*** Block opens ***

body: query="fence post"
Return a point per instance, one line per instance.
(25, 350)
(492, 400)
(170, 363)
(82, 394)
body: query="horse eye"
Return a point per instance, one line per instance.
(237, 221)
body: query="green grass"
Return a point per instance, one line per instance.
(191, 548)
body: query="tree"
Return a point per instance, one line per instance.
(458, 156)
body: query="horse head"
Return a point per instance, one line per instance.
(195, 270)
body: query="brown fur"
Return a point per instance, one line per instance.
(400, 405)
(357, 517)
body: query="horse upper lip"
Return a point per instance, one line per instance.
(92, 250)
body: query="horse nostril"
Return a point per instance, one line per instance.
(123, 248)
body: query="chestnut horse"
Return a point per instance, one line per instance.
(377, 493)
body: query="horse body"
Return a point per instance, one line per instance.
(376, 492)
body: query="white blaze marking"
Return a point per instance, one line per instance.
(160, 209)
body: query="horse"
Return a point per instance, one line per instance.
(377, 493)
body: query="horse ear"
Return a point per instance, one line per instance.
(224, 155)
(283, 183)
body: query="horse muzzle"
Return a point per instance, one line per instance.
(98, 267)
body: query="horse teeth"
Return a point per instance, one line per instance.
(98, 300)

*** Block closes ***

_Requirement_
Show the lines in the entries above that include the string "horse".

_Answer to this task_
body: query="horse eye"
body: query="horse head"
body: query="horse upper lip"
body: query="horse nostril"
body: query="chestnut horse"
body: query="horse body"
body: query="horse"
body: query="horse ear"
body: query="horse muzzle"
body: query="horse teeth"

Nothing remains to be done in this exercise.